--- THE TASK ---
Establish how many lines below contain the string "clicks". Respond with that number alone.

--- AVAILABLE RECORDS ---
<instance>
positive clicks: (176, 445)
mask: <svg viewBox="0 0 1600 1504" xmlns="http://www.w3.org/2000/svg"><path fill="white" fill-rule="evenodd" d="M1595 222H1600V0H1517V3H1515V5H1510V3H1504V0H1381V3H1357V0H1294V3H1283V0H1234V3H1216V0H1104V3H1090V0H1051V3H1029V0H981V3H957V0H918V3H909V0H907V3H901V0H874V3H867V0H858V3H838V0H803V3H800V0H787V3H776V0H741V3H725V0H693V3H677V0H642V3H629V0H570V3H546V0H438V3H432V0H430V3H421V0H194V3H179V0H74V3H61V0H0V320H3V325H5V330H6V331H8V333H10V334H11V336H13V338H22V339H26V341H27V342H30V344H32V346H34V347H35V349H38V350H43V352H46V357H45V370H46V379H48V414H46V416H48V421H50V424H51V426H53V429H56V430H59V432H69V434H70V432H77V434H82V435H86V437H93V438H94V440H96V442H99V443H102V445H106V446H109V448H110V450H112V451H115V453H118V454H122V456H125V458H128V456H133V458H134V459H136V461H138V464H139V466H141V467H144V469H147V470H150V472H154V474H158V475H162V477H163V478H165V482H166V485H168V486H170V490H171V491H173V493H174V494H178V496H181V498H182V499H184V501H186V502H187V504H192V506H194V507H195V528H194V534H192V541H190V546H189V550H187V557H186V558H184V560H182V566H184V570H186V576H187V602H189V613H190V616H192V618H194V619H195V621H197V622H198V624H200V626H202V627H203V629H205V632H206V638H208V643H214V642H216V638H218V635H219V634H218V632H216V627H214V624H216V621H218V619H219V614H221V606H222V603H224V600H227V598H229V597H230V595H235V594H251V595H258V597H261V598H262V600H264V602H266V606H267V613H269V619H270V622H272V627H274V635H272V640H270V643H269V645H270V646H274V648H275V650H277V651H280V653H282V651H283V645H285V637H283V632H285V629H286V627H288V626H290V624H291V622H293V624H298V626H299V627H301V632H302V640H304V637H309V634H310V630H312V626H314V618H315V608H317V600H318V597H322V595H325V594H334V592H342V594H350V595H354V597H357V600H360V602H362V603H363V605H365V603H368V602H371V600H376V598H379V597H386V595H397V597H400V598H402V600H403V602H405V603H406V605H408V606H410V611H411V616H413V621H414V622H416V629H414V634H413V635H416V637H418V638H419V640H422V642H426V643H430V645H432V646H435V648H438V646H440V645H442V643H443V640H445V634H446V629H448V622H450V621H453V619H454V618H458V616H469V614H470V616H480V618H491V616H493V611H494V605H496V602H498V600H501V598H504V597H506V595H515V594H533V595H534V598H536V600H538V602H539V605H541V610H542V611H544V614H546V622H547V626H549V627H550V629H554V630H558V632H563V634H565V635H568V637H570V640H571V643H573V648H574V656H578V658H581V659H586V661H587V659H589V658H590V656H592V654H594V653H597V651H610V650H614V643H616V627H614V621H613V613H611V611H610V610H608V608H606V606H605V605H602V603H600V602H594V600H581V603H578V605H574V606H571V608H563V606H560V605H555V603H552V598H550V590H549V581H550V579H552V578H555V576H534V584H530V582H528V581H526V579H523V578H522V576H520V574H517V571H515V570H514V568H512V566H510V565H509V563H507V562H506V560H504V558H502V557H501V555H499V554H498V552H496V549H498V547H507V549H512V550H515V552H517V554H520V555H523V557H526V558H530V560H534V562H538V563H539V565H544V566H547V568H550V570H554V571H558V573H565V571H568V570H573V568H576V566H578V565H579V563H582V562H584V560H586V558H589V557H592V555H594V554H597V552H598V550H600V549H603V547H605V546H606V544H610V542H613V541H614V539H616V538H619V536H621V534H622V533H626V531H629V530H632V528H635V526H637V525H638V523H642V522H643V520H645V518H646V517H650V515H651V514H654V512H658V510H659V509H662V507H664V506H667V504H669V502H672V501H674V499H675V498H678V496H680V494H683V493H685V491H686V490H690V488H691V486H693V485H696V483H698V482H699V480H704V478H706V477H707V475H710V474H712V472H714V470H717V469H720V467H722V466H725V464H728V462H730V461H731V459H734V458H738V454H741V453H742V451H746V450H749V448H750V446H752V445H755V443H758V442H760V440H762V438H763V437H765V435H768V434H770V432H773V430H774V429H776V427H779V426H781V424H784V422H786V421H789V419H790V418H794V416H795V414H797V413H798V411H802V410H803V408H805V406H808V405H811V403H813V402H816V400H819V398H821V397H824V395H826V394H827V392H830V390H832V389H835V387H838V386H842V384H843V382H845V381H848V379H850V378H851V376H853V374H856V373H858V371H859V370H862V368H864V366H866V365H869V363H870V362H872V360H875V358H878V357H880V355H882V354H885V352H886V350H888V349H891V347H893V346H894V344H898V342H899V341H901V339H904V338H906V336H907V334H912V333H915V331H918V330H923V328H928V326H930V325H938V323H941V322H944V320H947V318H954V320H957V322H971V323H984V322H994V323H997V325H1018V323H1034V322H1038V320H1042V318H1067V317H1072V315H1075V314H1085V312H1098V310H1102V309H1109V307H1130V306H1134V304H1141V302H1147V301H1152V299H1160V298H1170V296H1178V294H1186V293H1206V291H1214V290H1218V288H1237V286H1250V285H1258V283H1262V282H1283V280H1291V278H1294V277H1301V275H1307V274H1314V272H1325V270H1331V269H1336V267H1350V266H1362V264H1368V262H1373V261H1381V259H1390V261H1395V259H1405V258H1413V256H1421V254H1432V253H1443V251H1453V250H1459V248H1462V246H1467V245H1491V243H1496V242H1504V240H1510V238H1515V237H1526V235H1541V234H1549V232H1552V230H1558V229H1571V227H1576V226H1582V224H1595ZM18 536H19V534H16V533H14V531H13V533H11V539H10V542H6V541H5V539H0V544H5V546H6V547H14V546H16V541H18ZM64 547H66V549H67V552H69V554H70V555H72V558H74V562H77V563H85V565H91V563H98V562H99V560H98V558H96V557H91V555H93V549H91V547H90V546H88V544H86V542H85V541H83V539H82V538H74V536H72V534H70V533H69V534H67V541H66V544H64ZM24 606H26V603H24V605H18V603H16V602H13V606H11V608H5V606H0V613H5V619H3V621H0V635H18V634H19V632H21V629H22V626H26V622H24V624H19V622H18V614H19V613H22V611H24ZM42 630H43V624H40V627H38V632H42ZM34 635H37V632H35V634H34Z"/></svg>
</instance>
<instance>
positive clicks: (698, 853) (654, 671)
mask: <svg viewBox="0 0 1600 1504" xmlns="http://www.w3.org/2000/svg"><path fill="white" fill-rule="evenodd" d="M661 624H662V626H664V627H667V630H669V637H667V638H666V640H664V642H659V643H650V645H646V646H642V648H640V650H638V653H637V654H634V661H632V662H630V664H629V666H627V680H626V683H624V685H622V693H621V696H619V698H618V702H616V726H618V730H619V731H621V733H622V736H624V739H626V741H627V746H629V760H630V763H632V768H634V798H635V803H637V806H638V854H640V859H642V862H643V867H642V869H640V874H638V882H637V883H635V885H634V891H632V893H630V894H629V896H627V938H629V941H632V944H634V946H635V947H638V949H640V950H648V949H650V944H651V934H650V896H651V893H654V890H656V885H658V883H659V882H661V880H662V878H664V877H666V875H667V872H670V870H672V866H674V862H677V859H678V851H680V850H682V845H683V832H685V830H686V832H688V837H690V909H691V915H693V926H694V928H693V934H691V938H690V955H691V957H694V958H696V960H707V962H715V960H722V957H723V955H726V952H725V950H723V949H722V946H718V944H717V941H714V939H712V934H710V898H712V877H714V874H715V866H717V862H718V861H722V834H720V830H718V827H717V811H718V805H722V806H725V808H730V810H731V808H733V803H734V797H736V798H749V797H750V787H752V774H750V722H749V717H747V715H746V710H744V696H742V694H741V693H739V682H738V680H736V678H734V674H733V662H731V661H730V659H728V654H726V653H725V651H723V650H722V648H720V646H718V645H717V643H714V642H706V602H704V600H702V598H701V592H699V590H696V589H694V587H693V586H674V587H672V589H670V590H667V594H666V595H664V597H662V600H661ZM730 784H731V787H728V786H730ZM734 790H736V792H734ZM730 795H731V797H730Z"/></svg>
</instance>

--- OUTPUT FOR THIS EXERCISE ---
2